§ PROBLEM REQUIREMENTS
Transcribe the data that follows precisely, omitting nothing.

§ DATASET CONTENT
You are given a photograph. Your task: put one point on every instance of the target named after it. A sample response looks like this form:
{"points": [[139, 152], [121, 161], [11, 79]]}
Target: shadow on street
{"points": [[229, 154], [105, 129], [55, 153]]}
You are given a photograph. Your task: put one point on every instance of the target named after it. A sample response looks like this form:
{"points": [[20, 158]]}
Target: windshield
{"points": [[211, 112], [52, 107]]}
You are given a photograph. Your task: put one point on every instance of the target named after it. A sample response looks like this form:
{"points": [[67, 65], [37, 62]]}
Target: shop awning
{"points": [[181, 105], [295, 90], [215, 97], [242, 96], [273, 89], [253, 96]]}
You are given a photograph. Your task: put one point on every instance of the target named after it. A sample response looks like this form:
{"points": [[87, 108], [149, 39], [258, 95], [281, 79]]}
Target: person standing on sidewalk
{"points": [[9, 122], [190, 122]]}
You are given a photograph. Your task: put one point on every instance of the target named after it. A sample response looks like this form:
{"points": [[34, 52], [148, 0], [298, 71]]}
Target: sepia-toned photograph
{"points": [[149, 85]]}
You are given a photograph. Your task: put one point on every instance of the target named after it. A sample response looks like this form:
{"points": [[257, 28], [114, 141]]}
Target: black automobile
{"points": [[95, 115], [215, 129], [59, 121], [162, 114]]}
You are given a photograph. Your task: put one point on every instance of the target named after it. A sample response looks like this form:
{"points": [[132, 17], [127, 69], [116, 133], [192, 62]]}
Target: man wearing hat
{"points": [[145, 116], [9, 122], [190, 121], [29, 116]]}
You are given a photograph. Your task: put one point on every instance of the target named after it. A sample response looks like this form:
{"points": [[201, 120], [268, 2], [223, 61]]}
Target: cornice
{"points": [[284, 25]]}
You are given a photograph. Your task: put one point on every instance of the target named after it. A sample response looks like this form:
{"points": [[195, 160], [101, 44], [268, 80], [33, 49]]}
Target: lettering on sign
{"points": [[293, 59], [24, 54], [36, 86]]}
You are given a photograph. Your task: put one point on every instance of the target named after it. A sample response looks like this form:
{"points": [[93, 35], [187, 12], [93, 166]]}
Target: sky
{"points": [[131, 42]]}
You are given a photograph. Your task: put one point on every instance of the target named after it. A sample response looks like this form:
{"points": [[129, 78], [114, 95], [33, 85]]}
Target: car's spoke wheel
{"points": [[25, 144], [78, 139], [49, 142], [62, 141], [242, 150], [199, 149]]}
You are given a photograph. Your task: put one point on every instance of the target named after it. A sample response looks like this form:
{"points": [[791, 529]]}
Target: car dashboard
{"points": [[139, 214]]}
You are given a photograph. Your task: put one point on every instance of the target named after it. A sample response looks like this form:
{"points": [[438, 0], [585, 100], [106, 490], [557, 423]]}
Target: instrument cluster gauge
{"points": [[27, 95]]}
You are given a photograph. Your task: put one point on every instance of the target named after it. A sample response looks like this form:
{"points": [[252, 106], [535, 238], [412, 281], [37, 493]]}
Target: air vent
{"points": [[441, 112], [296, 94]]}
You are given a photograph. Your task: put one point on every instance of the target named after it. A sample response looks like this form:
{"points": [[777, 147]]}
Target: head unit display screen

§ SOLUTION TO THIS TASK
You are given a photograph. Your task: put one point on every instance of the target named after it. A sample response looks like this form:
{"points": [[139, 152], [121, 161], [11, 79]]}
Target: shadow on street
{"points": [[229, 154], [105, 129], [55, 153]]}
You are given a photograph. Your task: put one point on every instance of the target named after it. A sample response looks like this form:
{"points": [[20, 158]]}
Target: windshield
{"points": [[211, 112], [52, 107]]}
You are given a photograph. Your task: put one point on every instance of the target named after it. A sample response looks like this form:
{"points": [[67, 65], [37, 62]]}
Target: shop awning
{"points": [[181, 105], [295, 90], [215, 97], [242, 96], [273, 89], [253, 96]]}
You are given a photograph. Your task: put one point on every instance of the target named after it. A sample response looks like this form:
{"points": [[87, 108], [149, 39], [258, 95], [281, 79]]}
Target: person standing on sidewalk
{"points": [[9, 122], [190, 122]]}
You are given a photograph. Your task: put one point on every instance of the target named after it. A sample response looks like this form:
{"points": [[34, 52], [148, 0], [298, 71]]}
Target: sepia-toned photograph
{"points": [[149, 85]]}
You are given a photograph. Your task: put one point on every instance of the target named after it. A sample response looks like this form:
{"points": [[257, 28], [114, 141]]}
Target: black automobile
{"points": [[95, 115], [215, 129], [59, 121], [162, 114]]}
You are given a photograph. Your task: put one point on every instance of the target named after it. A sample response looks like this form:
{"points": [[132, 17], [127, 69], [116, 133], [192, 62]]}
Target: man wearing hat
{"points": [[145, 116], [9, 122], [190, 121], [29, 116]]}
You are given a photograph. Your task: put one point on every instance of the target named after it. A sample response looks like this form:
{"points": [[201, 120], [268, 2], [223, 61]]}
Target: cornice
{"points": [[284, 25]]}
You are given a photograph. Your task: put one point on every instance of the target named after it. A sample response looks like this form:
{"points": [[195, 160], [101, 44], [268, 80], [33, 49]]}
Target: lettering on sign
{"points": [[293, 59], [24, 54], [36, 86]]}
You are given a photograph. Your task: put one point on every instance of the target named after it. A sample response looks like this form:
{"points": [[93, 35], [187, 12], [93, 166]]}
Target: sky
{"points": [[131, 42]]}
You are given a photograph. Your task: put one point on every instance of the target named after it. A sample response looks like this form:
{"points": [[129, 78], [114, 95], [33, 85]]}
Target: car's spoke wheel
{"points": [[25, 144], [78, 139], [49, 142], [62, 141], [242, 150], [199, 149]]}
You are given a photograph. Your task: put one point on every instance of the target named after it. A sample response looks like this form:
{"points": [[791, 529]]}
Target: car dashboard
{"points": [[139, 214]]}
You are given a photograph. Your task: put one point on every instance of the target named after it. A sample response looks like this form:
{"points": [[438, 0], [585, 100], [106, 490], [557, 423]]}
Target: instrument cluster gauge
{"points": [[27, 95]]}
You are given a photograph. Your task: put one point on every instance of the target named after it. A sample response looks like this form:
{"points": [[252, 106], [535, 238], [412, 281], [37, 493]]}
Target: air vent
{"points": [[441, 112], [296, 94]]}
You are given a photograph. Your task: put one point on every instance of the target named after it. A sample response looks like this form:
{"points": [[777, 147]]}
Target: head unit display screen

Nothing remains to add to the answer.